PAGE TEXT:

□ □ □ □

Reputation: 3186
I am currently working to deploy two spark applications and I want to restrict cores and executors per application. My config is as follows:
spark.executor.cores=1
spark.driver.cores=1
spark.cores.max=1
spark.executor.instances=1
Now the issue is that with this exact configuration, one streaming application works while the other doesn't. The application that doesn't work remain in state: RUNNING and continuously print the following message in logs:
17/03/06 10:31:50 INFO JobScheduler: Added jobs for time 1488814310000 ms
17/03/06 10:31:55 INFO JobScheduler: Added jobs for time 1488814315000 ms
Surprisingly, if I change the configuration to the following, the same application that was not working now proceed without problem.
spark.executor.cores=3
spark.driver.cores=1
spark.cores.max=3
spark.executor.instances=3
Note: The application does not work with value 2. This is why I use a minimum of 3.
It thus appears that some streaming applications need more cores than others. My question is what determines how much resources an application needs? Why is one application not able to run with once single core while it can run with 3 cores?

□ □ □ □

SUPPLIED ENTRIES:
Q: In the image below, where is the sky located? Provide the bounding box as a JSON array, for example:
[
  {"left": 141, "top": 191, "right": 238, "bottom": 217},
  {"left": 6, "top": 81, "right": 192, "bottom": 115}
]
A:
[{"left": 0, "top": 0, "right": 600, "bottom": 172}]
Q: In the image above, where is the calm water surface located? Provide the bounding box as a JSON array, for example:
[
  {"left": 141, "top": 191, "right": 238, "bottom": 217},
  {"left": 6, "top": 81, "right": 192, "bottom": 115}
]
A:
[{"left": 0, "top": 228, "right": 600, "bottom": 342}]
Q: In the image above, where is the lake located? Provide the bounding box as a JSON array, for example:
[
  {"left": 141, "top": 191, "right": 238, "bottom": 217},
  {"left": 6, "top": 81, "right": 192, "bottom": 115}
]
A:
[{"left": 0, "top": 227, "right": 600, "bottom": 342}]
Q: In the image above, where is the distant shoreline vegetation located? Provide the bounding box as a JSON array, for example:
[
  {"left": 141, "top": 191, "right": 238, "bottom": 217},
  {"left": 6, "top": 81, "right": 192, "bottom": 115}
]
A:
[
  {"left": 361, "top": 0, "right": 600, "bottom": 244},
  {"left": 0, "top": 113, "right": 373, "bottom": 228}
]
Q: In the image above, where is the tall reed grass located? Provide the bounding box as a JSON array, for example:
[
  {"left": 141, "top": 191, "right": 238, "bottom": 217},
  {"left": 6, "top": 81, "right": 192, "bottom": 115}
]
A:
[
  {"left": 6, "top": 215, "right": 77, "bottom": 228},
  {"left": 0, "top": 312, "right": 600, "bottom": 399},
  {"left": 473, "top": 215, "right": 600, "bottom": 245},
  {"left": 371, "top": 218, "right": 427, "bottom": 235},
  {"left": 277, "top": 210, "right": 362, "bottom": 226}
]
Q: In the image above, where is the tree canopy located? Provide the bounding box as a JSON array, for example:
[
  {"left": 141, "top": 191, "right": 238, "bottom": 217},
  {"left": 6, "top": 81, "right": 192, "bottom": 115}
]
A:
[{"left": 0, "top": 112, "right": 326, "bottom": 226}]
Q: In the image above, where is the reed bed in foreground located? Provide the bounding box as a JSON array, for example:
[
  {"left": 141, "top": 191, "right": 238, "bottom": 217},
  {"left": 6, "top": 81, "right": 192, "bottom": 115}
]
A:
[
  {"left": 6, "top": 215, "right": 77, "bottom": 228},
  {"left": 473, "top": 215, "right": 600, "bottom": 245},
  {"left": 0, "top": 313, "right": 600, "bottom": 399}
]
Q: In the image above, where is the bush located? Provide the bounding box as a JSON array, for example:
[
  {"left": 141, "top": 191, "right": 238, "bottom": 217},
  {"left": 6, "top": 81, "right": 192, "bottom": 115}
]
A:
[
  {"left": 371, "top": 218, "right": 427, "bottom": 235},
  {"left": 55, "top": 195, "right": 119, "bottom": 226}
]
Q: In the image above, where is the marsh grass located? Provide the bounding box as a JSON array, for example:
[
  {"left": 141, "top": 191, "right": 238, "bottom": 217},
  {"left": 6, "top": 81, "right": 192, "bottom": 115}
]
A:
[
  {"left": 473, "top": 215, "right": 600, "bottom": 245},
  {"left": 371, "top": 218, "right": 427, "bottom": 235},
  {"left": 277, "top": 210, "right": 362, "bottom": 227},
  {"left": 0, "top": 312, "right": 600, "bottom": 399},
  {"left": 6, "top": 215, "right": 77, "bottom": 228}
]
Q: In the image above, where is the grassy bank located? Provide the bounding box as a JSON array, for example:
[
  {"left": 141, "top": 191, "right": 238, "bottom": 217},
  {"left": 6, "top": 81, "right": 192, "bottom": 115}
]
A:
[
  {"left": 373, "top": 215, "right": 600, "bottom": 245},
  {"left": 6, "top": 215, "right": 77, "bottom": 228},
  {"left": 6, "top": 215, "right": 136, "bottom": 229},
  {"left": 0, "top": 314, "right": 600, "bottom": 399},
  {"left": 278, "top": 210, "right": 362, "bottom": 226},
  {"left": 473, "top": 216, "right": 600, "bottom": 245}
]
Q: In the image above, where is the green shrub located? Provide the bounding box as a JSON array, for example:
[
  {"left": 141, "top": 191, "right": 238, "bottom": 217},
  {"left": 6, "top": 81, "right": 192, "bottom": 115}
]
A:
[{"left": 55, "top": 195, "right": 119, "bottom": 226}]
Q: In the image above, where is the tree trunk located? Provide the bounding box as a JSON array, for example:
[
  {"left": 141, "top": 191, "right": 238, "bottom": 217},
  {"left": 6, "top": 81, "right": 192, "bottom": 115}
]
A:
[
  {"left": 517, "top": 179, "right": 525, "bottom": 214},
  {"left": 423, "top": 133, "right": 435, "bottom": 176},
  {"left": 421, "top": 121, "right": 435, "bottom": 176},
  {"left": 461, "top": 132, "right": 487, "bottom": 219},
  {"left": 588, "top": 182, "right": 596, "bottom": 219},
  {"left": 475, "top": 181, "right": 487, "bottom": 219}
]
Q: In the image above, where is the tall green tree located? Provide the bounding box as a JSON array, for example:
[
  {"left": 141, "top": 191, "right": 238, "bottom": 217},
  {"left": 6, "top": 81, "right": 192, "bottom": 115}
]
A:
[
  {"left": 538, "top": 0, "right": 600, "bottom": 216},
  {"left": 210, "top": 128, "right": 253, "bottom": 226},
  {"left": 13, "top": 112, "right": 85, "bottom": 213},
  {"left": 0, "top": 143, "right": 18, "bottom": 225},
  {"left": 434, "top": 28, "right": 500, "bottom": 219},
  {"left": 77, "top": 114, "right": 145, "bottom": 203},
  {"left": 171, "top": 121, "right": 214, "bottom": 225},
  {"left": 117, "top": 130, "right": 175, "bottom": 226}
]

□ □ □ □

REQUIRED WORK:
• a. In the Spark post, what state does the application that doesn't work remain in?
• b. List every configuration property name that appears in the Spark post.
• c. Pick up the Spark post after its last sentence and keep writing.

RESULTS OF THE EXERCISE:
• a. It remains in the RUNNING state.

• b. spark.executor.cores, spark.driver.cores, spark.cores.max, spark.executor.instances

• c.
Upvotes: 0
Views: 487
Reputation: 20826
How many receivers are you using? You must make sure there are enough cores for running receivers and Spark jobs:
A DStream is associated with a single receiver. For attaining read parallelism multiple receivers i.e. multiple DStreams need to be created. A receiver is run within an executor. It occupies one core. Ensure that there are enough cores for processing after receiver slots are booked i.e. spark.cores.max should take the receiver slots into account. The receivers are allocated to executors in a round robin fashion.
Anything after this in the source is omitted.